### Task requirements
The reply should be the records repeated exactly, without any images.

### Supplied records
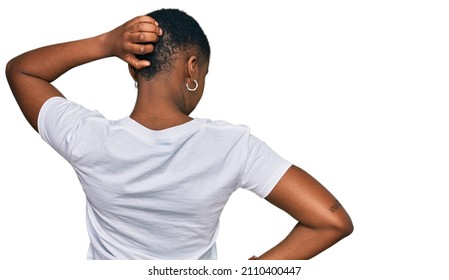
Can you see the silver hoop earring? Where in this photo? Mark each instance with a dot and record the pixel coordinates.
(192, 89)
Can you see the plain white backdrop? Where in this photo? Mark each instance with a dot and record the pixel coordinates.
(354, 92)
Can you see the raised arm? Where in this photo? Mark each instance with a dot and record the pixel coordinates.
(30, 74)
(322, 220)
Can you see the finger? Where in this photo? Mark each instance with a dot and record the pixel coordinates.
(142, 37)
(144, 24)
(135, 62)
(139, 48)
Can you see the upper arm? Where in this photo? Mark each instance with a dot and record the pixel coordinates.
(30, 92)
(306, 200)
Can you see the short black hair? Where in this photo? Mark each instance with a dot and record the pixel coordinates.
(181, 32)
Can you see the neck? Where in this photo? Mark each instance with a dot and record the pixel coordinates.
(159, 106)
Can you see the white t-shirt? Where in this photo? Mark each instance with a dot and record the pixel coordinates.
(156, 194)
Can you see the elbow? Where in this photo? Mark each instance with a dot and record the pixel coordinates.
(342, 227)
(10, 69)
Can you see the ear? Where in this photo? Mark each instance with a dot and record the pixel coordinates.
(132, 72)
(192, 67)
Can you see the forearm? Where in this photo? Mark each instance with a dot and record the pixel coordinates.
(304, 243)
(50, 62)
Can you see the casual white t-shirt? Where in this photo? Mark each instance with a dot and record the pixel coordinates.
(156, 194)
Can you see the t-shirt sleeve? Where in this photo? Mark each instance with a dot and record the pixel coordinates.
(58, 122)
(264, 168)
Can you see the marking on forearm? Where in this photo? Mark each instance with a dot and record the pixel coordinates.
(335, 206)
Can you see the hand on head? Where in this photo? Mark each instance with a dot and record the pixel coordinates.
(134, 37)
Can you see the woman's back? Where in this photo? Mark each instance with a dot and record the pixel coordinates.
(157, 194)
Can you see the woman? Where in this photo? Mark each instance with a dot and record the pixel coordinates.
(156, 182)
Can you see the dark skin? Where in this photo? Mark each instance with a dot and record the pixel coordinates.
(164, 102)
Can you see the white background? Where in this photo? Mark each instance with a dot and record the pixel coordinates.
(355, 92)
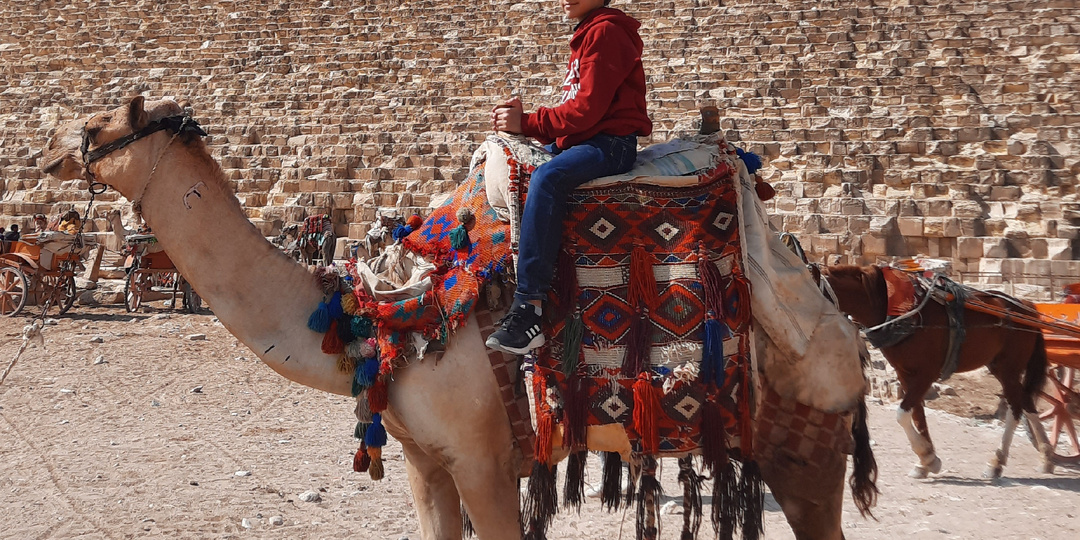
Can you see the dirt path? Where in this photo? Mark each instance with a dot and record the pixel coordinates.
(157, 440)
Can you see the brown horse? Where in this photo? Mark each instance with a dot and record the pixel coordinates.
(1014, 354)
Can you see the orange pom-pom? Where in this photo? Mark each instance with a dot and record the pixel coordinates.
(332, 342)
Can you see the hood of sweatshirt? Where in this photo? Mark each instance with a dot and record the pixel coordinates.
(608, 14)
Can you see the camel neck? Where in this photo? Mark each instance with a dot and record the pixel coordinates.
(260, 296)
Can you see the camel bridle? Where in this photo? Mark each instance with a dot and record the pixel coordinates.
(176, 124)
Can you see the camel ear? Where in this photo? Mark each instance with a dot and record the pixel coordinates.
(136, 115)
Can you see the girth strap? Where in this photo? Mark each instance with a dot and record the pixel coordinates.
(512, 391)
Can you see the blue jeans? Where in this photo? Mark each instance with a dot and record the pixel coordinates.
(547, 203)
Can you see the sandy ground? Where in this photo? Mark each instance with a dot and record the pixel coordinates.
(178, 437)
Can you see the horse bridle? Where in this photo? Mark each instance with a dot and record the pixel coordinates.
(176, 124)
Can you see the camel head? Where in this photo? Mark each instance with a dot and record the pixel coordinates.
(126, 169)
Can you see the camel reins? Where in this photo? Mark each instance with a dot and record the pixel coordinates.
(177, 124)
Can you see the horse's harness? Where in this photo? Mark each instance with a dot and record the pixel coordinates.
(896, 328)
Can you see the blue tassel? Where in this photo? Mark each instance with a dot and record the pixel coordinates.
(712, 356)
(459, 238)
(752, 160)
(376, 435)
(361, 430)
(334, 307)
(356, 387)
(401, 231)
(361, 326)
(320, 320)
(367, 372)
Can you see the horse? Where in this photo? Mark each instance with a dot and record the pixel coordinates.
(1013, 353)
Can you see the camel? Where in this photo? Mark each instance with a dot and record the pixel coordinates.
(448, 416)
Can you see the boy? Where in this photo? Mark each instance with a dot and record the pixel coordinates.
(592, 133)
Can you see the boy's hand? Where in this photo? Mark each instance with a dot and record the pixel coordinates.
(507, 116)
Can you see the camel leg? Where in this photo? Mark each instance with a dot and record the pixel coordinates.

### Answer to the problem
Can you see the silver hoop earring? Where in this photo? Mark each instance with a dot and record the pixel coordinates.
(192, 89)
Can you see the plain white backdrop? Where in this photo? Mark each instance with a dot and record the pixel coordinates.
(354, 92)
Can you see the raised arm? Where in this photo? Mark each instance with a dot and record the pixel coordinates.
(30, 74)
(322, 220)
Can you see the finger? Where in this photo? Mark each instance with a dot and record the pixel coordinates.
(142, 37)
(144, 24)
(135, 62)
(139, 48)
Can you see the upper arm? Where in this photo? Mark each instance with a dot and record the pixel coordinates.
(30, 92)
(306, 200)
Can you see the short black hair? Where in this photo? Mark each instance with a dot and record the pixel coordinates.
(181, 32)
Can you see the neck? Where in this photo? Mark each instance with a dot and record the pixel coordinates.
(159, 106)
Can you see the white t-shirt? Where in this photo? Mark each instance with a dot and record the pixel coordinates.
(156, 194)
Can you see the elbow? Where in this photo? Mark each instance with a dot and record the pixel coordinates.
(342, 227)
(10, 69)
Can you see the ear? Where in this photo? Mark each instance with a dot and record the pixel coordinates.
(132, 72)
(192, 67)
Can you see the forearm? Where in this photo? Mark each instance with a dot and record the pixel coordinates.
(304, 243)
(50, 62)
Can you see the casual white t-shirt? Where in this photo? Mark each instance with a dot and record the pixel coordinates.
(156, 194)
Can you see the t-shirt sleeve? Where in this photo? Mark each instance with a dot and record the pixel coordinates.
(58, 122)
(264, 168)
Can you see the marking on forearm? Where in this photo? Mark each instance with a dot and record the pixel coordinates.
(335, 206)
Can you see the hand on head? Where in this photo? Mark each instance with a dot and record the pixel coordinates.
(134, 37)
Can you see the woman's back? Where in this photo? Mark each instance with a dot and record the pixel coordinates.
(157, 194)
Can you see the woman? Where in this photo? Mark each instance with a dot and record the pixel coordinates.
(156, 182)
Can you see the dark skin? Where in this photo? Mark each instance with a dot and record the pixel coordinates.
(164, 102)
Can you see the white background? Where in this photo? Mark each instance with a dot and record the pixel coordinates.
(355, 92)
Can you see the dirt path? Where in this photo? Mark each instance with a dot and record the pixel coordinates.
(157, 440)
Can you see the brown horse? Where in this photo? Mark each instance with a dot and record the pixel coordinates.
(1014, 354)
Can you see the orange pom-pom? Where in this photo? Mark each instance with a dot and record the pixel coordinates.
(332, 342)
Can you see the hood of sweatshirt? Where in this photo? Mark each instance with a dot and record the pixel coordinates.
(608, 14)
Can you see the camel neck? Where in this photo? Mark each instance with a dot and record the pixel coordinates.
(260, 296)
Can you see the camel bridle? Where in this photo? Mark each instance with a dot and record the pixel coordinates.
(176, 124)
Can you see the camel ear? Where in this photo? Mark each instance with a dot and record the pixel coordinates.
(136, 115)
Can you see the girth strap? Where in this photo? Mark each instance with a dot and record the pixel coordinates.
(512, 391)
Can you see the blue jeans? Where in this photo? Mark each instance with a dot and record the pixel coordinates.
(547, 203)
Can you see the sandy ground? Where in this photo? Mark each instance with a dot and record the pixel coordinates.
(178, 437)
Can you see the horse bridle? Where in this photo? Mark each instance with a dot and record the pixel coordinates.
(176, 124)
Can you see the camel head? Where in this photo? Mark each instance with a dot and record the pixel coordinates.
(126, 169)
Can you see the camel reins? Where in this photo? Mark each instance with a dot and record the pixel coordinates.
(177, 124)
Can you see the horse's harness? Where in this photo? Mark each instance with a dot and record the pixel coordinates.
(896, 328)
Can you see the blue tassel? Where in this photo? Mark each instance with a dot and record the pixel coordinates.
(712, 356)
(459, 238)
(752, 160)
(376, 435)
(361, 430)
(334, 307)
(356, 387)
(401, 231)
(361, 326)
(320, 320)
(367, 372)
Can you see the horse? Where in this photo? Mark each instance with a dot and record the pixel coordinates.
(1013, 353)
Can you see the camel? Where in this photo? Mark each instance with a dot and record the pixel coordinates.
(448, 416)
Can you see the boy? Where in this photo? Mark each instance with a dot and record the pixel coordinates.
(592, 133)
Can you see the boy's hand? Where in this photo? Mark each instance with a dot and record the pixel coordinates.
(507, 116)
Can you see the camel leg? Where in this photo? Mark each instance with a dot and record the pixel coordinates.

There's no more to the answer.